**Exercise 1**.
Repeat everything in the Windows-1252 decoding post from "I am using node.js" down to "that makes sense?).", without altering a character.
**Exercise 2**.
Summarize the Windows-1252 decoding post in two sentences.

-- start Provided text --

I have been given a piece of text representing HTML e.g.:
<html>\r\n<head>\r\n<meta http-equiv=3D\"Content-Type\" content=3D\"text/html; charset=3DWindows-1=\r\n252\">\r\n<style type=3D\"text/css\" style=3D\"display:none;\"><!-- P {margin-top:0;margi=\r\nn-bottom:0;} --></style>\r\n</head>\r\n<body dir=3D\"ltr\">This should be a pound sign: =A3 and this should be a long dash: =96 \r\n</body>\r\n</html>\r\n
From the HTML <meta>
tag I can see that the piece of HTML should be encoded as Windows-1252.
I am using node.js to parse this piece of text with cheerio
. However decoding it with https://github.com/mathiasbynens/windows-1252 is not helping: windows1252.decode(myString);
is giving back the same input string.
The reason I think is because that input string is already encoded in the standard node.js charset, but it actually represents a windows-1252
encoded piece of HTML (if that makes sense?).
Checking those strange HEX numbers prepend by =
I can see valid windows-1252
codes e.g.:
- this
=\r\n
and this\r\n
should somehow represent a carriage return in the Windows world, =3D
: HEX3D
is DEC61
which is an equals sign:=
,=96
: HEX96
is DEC150
which is an 'en dash' sign:–
(some sort of "long minus symbol"),=A3
: HEXA3
is DEC163
which is a pound sign:£
I don't have control in the generation of that piece of HTML, but I am supposed to parse it and clean it giving back £
(instead of =A3
) etc.
Now, I know I could keep an in memory map with the conversions, but I was wondering if there is already a programmatic solution that covers the whole windows-1252
charset?
Cf. this for the whole conversion table: https://www.w3schools.com/charsets/ref_html_ansi.asp
Edit:
The input HTML comes from a IMAP session, so it seems there's a 7bit/8bit "quoted printable encoding" going on upstream that I can not control (cf https://en.wikipedia.org/wiki/Quoted-printable).

-- end Provided text --
-- start Stored data --

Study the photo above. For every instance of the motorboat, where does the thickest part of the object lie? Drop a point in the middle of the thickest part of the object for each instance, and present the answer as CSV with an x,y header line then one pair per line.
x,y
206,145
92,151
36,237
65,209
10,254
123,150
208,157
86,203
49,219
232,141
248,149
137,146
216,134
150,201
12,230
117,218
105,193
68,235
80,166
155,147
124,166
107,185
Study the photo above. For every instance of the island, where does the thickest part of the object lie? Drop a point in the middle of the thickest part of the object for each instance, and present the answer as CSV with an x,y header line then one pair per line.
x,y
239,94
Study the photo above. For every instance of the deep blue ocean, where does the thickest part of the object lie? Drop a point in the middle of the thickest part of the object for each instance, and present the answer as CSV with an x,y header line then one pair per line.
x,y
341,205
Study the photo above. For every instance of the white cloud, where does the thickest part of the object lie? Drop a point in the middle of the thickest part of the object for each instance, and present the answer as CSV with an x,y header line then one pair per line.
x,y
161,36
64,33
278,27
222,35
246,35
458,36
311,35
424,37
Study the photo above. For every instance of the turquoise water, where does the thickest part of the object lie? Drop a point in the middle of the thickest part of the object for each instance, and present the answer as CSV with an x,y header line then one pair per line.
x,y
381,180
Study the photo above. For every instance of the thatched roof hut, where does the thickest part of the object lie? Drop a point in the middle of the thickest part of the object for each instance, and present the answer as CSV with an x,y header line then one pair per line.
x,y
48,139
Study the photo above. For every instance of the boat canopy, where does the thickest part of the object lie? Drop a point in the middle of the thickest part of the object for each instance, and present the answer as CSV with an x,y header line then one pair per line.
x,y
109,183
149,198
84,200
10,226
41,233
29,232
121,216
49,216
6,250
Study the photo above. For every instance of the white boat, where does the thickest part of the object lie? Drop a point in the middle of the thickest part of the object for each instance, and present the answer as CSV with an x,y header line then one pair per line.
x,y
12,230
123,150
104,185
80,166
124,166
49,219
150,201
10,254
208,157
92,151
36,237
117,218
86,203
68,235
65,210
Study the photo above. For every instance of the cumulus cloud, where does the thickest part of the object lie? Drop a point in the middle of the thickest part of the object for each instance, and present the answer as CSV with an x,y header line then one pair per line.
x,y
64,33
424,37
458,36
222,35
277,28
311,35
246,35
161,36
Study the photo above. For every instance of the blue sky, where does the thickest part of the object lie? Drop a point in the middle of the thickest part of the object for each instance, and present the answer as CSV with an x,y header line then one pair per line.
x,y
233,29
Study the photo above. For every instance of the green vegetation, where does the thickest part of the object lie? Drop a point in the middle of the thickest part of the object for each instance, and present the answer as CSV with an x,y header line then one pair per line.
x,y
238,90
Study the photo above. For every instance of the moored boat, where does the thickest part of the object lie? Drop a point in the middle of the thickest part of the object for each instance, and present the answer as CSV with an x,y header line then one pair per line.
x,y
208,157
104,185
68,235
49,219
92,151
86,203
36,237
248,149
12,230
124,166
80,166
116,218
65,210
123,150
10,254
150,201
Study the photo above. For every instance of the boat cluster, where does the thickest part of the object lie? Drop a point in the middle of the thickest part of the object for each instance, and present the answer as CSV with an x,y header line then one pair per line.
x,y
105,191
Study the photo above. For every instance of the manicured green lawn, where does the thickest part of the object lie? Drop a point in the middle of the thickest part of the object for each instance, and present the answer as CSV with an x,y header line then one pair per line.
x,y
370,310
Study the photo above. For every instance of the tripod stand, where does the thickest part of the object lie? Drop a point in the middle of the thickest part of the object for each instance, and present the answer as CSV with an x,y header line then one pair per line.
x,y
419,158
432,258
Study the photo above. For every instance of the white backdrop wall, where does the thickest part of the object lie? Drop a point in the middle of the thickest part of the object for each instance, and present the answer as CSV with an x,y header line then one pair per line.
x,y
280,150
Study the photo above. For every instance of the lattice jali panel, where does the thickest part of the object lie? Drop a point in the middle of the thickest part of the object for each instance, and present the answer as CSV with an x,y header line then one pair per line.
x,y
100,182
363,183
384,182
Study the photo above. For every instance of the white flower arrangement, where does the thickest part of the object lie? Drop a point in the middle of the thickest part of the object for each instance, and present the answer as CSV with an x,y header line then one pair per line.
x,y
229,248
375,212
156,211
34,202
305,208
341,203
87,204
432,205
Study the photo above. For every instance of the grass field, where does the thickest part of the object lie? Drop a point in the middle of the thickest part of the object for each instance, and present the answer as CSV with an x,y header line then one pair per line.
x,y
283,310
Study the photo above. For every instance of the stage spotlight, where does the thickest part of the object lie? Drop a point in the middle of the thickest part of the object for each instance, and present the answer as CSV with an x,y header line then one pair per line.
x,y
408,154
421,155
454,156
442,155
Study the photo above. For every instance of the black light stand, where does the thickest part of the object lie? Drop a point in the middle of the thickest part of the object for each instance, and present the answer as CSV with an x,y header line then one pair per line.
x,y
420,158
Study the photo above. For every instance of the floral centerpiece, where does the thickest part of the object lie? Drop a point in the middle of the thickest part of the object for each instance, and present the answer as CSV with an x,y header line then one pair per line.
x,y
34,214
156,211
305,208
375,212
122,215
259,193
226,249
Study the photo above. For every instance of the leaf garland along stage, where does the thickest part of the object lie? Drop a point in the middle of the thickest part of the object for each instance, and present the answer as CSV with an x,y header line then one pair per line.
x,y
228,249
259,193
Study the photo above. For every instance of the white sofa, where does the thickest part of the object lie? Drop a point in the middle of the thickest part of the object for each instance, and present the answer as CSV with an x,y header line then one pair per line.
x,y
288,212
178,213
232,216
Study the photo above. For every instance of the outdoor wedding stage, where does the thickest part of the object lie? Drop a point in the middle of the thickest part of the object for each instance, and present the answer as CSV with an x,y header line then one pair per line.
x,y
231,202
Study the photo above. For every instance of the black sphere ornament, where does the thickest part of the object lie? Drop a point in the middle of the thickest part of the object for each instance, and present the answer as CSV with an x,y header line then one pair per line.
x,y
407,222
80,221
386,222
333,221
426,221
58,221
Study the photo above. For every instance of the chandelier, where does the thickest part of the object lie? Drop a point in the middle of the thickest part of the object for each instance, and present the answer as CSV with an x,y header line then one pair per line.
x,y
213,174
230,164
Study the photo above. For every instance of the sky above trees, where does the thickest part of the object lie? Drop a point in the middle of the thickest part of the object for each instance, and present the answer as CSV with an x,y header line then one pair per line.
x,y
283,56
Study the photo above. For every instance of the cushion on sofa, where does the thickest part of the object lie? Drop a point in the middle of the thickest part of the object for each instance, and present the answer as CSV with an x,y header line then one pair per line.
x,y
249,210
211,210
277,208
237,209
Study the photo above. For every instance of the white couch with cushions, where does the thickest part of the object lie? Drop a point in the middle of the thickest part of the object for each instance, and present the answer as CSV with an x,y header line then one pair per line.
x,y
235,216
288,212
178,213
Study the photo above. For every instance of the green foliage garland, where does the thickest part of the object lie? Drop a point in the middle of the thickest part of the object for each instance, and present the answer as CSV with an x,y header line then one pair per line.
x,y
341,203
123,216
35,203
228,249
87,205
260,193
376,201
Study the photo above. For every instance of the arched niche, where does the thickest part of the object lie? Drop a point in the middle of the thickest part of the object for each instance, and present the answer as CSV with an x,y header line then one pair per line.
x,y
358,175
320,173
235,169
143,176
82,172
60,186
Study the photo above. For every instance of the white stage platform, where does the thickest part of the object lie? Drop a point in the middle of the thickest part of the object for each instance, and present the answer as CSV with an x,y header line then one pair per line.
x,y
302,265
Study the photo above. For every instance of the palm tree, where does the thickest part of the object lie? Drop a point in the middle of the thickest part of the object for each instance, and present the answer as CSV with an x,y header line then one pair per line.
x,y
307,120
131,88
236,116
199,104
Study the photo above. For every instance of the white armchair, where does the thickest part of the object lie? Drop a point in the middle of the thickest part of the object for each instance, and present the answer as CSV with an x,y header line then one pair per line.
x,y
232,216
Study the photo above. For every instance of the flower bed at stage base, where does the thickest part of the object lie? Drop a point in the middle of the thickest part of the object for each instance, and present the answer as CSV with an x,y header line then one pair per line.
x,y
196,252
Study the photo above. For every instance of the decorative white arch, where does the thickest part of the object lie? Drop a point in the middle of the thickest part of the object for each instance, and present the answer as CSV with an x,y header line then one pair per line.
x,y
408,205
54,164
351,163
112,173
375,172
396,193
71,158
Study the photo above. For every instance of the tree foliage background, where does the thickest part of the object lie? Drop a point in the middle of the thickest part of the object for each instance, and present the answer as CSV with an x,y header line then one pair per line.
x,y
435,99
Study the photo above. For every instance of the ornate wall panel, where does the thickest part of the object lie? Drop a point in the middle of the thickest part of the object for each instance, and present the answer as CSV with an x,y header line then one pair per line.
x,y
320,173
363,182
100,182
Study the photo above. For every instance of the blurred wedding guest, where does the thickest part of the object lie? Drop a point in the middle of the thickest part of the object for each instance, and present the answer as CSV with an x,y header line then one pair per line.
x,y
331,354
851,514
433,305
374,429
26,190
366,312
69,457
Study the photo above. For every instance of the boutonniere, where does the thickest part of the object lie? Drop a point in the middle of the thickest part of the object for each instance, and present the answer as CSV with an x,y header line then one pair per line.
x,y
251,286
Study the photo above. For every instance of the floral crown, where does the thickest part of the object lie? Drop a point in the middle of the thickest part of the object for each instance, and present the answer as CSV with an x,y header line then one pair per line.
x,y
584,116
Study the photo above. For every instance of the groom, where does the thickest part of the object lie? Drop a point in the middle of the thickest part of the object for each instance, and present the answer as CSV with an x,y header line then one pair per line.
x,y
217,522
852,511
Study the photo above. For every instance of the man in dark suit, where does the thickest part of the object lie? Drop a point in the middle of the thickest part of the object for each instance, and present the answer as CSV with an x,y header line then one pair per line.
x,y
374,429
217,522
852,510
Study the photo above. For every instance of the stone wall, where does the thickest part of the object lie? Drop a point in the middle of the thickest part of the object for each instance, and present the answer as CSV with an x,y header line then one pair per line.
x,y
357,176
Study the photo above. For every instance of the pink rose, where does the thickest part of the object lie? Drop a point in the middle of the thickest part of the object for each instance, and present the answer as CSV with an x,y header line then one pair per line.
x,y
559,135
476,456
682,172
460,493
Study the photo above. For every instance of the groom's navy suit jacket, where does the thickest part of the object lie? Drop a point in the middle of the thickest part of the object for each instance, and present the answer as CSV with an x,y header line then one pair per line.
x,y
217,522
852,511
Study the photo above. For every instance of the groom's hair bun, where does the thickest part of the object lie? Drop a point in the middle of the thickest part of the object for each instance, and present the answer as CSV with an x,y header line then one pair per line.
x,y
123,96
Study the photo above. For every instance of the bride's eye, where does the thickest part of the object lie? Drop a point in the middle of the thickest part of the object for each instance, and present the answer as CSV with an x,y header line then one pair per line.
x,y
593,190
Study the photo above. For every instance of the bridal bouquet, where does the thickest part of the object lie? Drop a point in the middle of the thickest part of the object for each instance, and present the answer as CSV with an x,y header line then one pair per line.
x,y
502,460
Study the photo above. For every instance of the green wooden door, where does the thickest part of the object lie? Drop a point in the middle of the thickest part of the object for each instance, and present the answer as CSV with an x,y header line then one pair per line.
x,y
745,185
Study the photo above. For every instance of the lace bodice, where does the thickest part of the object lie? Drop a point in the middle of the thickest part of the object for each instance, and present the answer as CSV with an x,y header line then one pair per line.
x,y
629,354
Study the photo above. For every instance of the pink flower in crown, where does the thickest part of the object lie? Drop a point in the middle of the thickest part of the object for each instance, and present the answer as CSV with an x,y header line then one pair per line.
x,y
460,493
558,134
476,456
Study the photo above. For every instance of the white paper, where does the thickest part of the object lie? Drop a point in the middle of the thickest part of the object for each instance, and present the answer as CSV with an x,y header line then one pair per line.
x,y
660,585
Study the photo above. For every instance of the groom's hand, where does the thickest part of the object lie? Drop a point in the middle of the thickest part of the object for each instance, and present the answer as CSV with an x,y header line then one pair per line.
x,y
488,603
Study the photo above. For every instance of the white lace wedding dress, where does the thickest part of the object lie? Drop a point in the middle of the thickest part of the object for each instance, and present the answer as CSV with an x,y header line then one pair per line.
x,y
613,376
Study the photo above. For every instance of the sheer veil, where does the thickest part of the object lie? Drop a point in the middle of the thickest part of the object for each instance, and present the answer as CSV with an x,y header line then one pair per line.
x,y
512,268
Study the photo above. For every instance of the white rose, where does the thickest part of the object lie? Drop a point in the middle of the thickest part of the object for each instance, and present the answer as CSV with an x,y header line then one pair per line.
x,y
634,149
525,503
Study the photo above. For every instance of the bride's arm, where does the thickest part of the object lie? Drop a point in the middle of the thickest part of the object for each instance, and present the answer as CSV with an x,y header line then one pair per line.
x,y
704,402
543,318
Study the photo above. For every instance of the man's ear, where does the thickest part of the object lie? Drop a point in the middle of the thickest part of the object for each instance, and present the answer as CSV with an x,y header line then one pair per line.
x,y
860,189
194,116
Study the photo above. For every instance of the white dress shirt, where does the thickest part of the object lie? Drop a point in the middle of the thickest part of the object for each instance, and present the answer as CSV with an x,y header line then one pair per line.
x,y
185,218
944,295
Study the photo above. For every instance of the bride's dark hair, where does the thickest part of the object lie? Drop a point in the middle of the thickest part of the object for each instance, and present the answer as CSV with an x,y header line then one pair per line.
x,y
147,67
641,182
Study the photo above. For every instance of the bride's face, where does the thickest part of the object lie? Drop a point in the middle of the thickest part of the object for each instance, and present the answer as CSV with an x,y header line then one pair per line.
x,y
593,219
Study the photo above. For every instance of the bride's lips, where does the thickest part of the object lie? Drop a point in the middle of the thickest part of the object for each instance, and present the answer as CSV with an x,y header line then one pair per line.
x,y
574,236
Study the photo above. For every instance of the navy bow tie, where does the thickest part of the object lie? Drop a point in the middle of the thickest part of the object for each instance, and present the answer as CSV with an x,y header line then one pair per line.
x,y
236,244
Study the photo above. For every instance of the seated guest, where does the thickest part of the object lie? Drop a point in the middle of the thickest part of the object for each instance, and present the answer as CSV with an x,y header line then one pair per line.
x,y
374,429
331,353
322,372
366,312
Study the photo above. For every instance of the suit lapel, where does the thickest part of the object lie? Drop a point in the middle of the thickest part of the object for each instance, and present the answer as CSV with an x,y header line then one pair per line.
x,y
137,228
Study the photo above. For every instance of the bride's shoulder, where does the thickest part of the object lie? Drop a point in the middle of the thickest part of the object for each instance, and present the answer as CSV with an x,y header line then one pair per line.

-- end Stored data --

**Exercise output 1**.
I am using node.js to parse this piece of text with cheerio
. However decoding it with https://github.com/mathiasbynens/windows-1252 is not helping: windows1252.decode(myString);
is giving back the same input string.
The reason I think is because that input string is already encoded in the standard node.js charset, but it actually represents a windows-1252
encoded piece of HTML (if that makes sense?).

**Exercise output 2**.
A node.js user parsing an HTML snippet with cheerio sees from its meta tag that it should be Windows-1252, but decoding the string with the windows-1252 library returns the same input, leaving sequences such as =A3 and =96 where a pound sign and an en dash belong. Rather than keep an in-memory conversion map, the user asks whether a programmatic solution already covers the whole Windows-1252 charset, and an edit notes that the HTML comes from an IMAP session with quoted-printable encoding applied upstream.